#### Task directions
Each record must be printed again exactly as it appears.

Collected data
---

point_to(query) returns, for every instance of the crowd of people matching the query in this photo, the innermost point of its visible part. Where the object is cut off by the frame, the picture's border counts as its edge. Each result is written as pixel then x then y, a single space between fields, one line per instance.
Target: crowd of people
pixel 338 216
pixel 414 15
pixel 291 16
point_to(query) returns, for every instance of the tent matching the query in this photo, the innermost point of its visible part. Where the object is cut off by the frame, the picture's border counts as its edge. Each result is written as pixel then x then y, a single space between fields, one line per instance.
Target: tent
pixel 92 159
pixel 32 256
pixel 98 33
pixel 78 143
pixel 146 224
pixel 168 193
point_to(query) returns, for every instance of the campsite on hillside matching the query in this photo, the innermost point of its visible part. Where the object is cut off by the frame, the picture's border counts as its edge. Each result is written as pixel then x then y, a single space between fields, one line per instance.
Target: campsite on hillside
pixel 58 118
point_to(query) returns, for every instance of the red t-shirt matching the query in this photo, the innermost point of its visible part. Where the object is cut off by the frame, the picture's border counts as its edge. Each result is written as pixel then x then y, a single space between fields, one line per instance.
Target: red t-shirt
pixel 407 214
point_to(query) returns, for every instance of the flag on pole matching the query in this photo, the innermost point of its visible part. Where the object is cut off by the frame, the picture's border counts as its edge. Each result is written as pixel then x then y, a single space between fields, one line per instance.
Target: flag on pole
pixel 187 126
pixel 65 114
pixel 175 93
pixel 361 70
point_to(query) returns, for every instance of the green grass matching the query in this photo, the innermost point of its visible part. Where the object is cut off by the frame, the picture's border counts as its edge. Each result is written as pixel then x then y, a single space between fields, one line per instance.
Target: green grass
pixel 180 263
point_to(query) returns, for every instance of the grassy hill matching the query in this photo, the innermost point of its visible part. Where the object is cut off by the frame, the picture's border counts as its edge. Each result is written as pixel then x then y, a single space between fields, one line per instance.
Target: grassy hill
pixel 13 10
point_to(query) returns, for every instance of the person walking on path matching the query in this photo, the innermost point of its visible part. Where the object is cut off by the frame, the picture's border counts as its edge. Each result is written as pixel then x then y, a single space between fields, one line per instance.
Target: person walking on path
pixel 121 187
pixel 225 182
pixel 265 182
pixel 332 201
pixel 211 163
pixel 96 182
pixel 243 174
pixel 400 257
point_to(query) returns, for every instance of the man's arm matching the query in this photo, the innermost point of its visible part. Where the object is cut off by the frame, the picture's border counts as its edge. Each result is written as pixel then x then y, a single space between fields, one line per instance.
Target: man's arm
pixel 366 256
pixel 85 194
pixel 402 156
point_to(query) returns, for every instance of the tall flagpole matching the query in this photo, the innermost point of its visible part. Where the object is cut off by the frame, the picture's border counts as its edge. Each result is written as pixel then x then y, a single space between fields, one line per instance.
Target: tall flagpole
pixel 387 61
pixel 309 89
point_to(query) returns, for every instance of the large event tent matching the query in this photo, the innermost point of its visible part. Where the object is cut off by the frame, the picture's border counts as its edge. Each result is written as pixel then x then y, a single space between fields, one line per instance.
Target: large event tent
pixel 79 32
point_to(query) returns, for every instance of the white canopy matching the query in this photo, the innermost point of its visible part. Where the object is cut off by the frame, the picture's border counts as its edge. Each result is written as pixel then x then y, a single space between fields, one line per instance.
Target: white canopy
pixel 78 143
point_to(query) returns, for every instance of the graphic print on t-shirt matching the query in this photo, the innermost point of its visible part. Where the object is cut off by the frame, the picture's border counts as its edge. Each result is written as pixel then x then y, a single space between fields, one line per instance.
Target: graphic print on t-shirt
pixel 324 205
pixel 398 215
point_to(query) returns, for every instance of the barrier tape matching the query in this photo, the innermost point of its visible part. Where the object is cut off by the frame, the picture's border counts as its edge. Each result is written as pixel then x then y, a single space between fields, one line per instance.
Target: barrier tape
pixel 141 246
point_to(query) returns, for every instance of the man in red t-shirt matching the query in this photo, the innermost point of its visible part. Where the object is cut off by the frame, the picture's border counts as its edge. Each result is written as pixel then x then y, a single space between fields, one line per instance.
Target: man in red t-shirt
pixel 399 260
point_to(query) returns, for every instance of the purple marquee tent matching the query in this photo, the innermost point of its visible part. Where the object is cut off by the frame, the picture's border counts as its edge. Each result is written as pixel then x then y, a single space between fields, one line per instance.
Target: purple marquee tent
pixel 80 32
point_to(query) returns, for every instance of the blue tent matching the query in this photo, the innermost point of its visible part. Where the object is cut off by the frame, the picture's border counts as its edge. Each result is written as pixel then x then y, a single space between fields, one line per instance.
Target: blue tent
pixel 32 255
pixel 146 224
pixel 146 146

---

#### Problem solution
point_to(query) returns, for every instance of the crowd of people matching the query in this photo, the innermost point of its visible part. Where the object is cut off by the frame, the picture's border counts as its edge. Each result is written as pixel then x then y, a single space between fields, one line per instance.
Target: crowd of people
pixel 338 216
pixel 414 15
pixel 291 16
point_to(query) returns, for every instance of the tent matching the query in this photo, the innermost point of its visible part. Where the object is cut off by the frame, the picture's border counts as its edge. Each result is written as pixel then x then y, a single space between fields, one line per instance.
Target: tent
pixel 92 159
pixel 32 256
pixel 98 33
pixel 78 143
pixel 146 224
pixel 168 193
point_to(query) returns, for every instance of the campsite on hillside matching the query in this photo, the innermost point of its visible part. Where the object is cut off by the frame, the picture's border counts as its edge. Each result is written as pixel then x then y, a single space between fields, one line per instance.
Target: campsite on hillside
pixel 58 118
point_to(query) returns, for every instance of the red t-shirt matching the query in this photo, the innermost point of its visible part. Where the object is cut off by the frame, the picture's border counts as its edge. Each result is written as pixel then x then y, a single space between fields, one line per instance.
Target: red t-shirt
pixel 407 214
point_to(query) returns, for every instance of the flag on pole matching the query in this photo, the innermost point of its visible part. Where the object is cut off by the frame, the picture's border counts as its edge. Each result is written as pixel then x then y, a single space between fields, one line per instance.
Target: flag on pole
pixel 187 126
pixel 65 114
pixel 175 93
pixel 361 70
point_to(query) returns, for every instance of the green grass matching the query in this photo, the innermost point of its visible part. Where the object is cut off by the frame, the picture's border counts as its edge. Each result is written as pixel then x then y, a single space between fields, one line per instance.
Target: green grass
pixel 180 263
point_to(query) returns, for every instance of the grassy hill matching the query in this photo, the innermost point of its visible part. Where the object is cut off by the frame, the picture's border counts as its edge. Each result is written as pixel then x then y, a single space between fields, one line per instance.
Target: grassy hill
pixel 13 10
point_to(query) returns, for every instance of the person walking on path matching the query in this photo, the innermost point of its visible part. Where the object is cut off by the frame, the picture's border counts as its edge. Each result is written as pixel then x then y, a single space between fields, one line per instance.
Target: person walking on path
pixel 121 187
pixel 225 182
pixel 265 182
pixel 332 201
pixel 211 163
pixel 96 182
pixel 243 174
pixel 400 257
point_to(query) returns, for every instance of the man's arm matching the query in this photo, the innermost point of its visible part. Where the object is cut off by the frame, the picture's border counts as its edge. Each result is written as pixel then x then y, a single space between fields, one line per instance.
Target: man's arm
pixel 366 256
pixel 85 194
pixel 402 156
point_to(query) returns, for every instance of the tall flagpole matching the query in this photo, the innermost point of its visible part. Where the object is cut off by the frame, the picture's border counts as its edge. Each result is written as pixel then x then y, a single space between fields, one line per instance.
Target: tall flagpole
pixel 387 61
pixel 309 89
point_to(query) returns, for every instance of the large event tent matching the query in this photo, the innermost point of its visible part. Where the object is cut off by the frame, the picture's border counts as its edge. Each result is written as pixel then x then y, a single space between fields, one line per instance.
Target: large event tent
pixel 79 32
point_to(query) returns, for every instance of the white canopy matching the query in this photo, the innermost point of its visible part. Where the object is cut off by the frame, the picture's border counts as its edge. Each result is written as pixel then x then y, a single space between fields, one line per instance.
Target: white canopy
pixel 78 143
point_to(query) returns, for every instance of the graphic print on t-shirt matching the query in this photo, the innermost point of its visible part. Where the object is cut off by the frame, the picture's border counts as its edge. Each result is written as pixel then x then y, a single space between fields, one line per instance.
Target: graphic print on t-shirt
pixel 324 205
pixel 398 215
point_to(query) returns, for every instance of the barrier tape matching the query in this photo, the innermost point of its visible part. Where the object is cut off by the frame, the picture's border counts as its edge. Each result is written as pixel then x then y, a single space between fields, one line per instance.
Target: barrier tape
pixel 141 246
point_to(query) returns, for every instance of the man in red t-shirt matching the query in this photo, the innermost point of its visible part. Where the object is cut off by the frame, the picture's border counts as its edge. Each result is written as pixel then x then y, a single space between fields, one line per instance.
Target: man in red t-shirt
pixel 399 260
point_to(query) returns, for every instance of the purple marquee tent matching the query in this photo, the innermost point of its visible part. Where the object is cut off by the frame, the picture's border counts as its edge. Each result is written as pixel then x then y, a single space between fields, one line per instance.
Target: purple marquee tent
pixel 80 32
point_to(query) returns, for every instance of the blue tent matching the query in this photo, the innermost point of its visible part. Where the object is cut off by the frame, the picture's border counts as its edge. Each result is written as pixel then x then y, a single space between fields, one line per instance.
Target: blue tent
pixel 32 255
pixel 146 224
pixel 146 146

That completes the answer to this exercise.